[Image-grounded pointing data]
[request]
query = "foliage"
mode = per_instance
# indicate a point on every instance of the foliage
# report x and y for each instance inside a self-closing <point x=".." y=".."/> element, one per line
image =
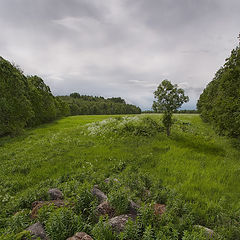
<point x="219" y="104"/>
<point x="149" y="169"/>
<point x="25" y="101"/>
<point x="63" y="223"/>
<point x="118" y="198"/>
<point x="83" y="104"/>
<point x="168" y="99"/>
<point x="103" y="231"/>
<point x="15" y="107"/>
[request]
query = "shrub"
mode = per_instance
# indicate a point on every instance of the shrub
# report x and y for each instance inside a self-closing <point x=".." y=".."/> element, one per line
<point x="118" y="198"/>
<point x="148" y="234"/>
<point x="131" y="231"/>
<point x="85" y="204"/>
<point x="19" y="221"/>
<point x="103" y="231"/>
<point x="63" y="223"/>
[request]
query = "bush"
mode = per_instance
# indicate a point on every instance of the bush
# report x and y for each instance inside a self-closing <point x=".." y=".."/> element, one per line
<point x="118" y="199"/>
<point x="19" y="221"/>
<point x="63" y="223"/>
<point x="103" y="231"/>
<point x="85" y="204"/>
<point x="131" y="231"/>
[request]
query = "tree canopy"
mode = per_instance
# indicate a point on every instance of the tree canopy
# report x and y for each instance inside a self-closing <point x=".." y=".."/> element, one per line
<point x="90" y="105"/>
<point x="219" y="104"/>
<point x="168" y="99"/>
<point x="25" y="101"/>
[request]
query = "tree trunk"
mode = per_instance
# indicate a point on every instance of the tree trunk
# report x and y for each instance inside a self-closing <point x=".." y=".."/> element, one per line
<point x="168" y="131"/>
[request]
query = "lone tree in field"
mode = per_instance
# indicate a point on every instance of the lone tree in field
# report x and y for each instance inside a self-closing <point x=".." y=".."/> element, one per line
<point x="168" y="99"/>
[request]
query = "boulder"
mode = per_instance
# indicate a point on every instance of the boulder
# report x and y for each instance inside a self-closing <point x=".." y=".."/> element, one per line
<point x="55" y="194"/>
<point x="209" y="232"/>
<point x="37" y="230"/>
<point x="107" y="180"/>
<point x="105" y="209"/>
<point x="99" y="194"/>
<point x="39" y="204"/>
<point x="159" y="209"/>
<point x="118" y="223"/>
<point x="80" y="236"/>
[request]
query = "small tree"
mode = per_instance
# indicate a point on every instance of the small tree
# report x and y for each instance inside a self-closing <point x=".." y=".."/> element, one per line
<point x="168" y="99"/>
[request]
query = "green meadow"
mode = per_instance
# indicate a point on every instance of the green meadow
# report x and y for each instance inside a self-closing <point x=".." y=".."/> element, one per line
<point x="193" y="168"/>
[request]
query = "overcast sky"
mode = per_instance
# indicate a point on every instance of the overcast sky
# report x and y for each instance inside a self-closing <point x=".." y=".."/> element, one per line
<point x="120" y="47"/>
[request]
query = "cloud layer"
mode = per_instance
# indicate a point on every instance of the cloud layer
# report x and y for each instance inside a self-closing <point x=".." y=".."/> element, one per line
<point x="120" y="47"/>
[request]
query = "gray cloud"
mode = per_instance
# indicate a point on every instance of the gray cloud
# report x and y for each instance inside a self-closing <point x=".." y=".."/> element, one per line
<point x="122" y="47"/>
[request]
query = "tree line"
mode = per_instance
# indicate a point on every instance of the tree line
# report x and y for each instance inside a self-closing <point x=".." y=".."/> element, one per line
<point x="83" y="104"/>
<point x="219" y="104"/>
<point x="26" y="101"/>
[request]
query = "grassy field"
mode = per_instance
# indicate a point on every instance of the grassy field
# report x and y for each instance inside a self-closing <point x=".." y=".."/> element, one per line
<point x="194" y="164"/>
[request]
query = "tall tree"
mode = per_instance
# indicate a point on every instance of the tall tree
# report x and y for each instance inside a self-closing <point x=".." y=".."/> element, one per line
<point x="219" y="104"/>
<point x="15" y="107"/>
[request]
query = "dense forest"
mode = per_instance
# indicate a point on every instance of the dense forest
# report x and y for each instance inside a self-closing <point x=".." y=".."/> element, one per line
<point x="82" y="104"/>
<point x="219" y="104"/>
<point x="26" y="101"/>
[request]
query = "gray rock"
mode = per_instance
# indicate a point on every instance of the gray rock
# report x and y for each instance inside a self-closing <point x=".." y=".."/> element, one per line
<point x="107" y="180"/>
<point x="55" y="194"/>
<point x="118" y="223"/>
<point x="80" y="236"/>
<point x="37" y="230"/>
<point x="99" y="194"/>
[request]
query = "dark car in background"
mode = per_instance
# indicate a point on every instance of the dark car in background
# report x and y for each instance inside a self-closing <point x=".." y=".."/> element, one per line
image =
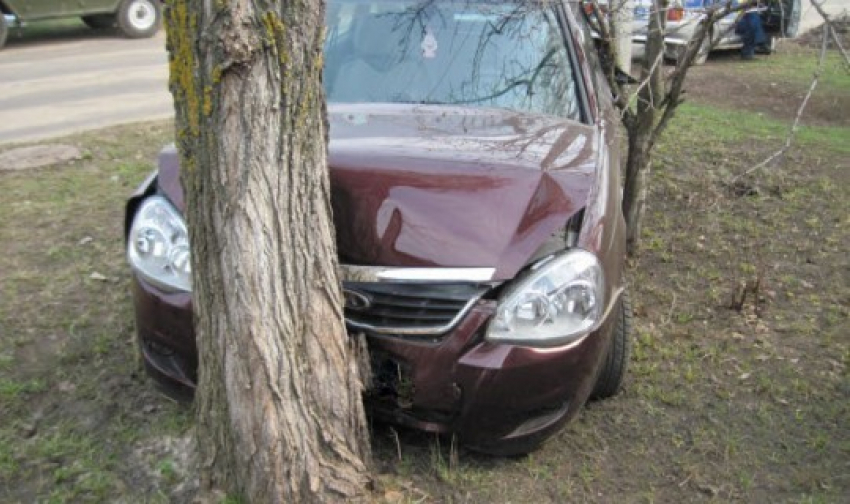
<point x="135" y="18"/>
<point x="781" y="19"/>
<point x="475" y="177"/>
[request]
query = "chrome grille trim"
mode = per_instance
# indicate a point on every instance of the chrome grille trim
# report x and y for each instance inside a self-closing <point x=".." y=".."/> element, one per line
<point x="424" y="275"/>
<point x="411" y="309"/>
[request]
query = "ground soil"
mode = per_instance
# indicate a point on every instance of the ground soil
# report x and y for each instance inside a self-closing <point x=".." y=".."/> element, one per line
<point x="738" y="389"/>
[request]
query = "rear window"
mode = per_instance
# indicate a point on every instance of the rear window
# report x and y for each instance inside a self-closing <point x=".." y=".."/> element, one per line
<point x="487" y="54"/>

THE PROBLEM →
Check every line of the entries for the string "cloud". Give only the number of lines that hold it.

OUTPUT OF THE EXERCISE →
4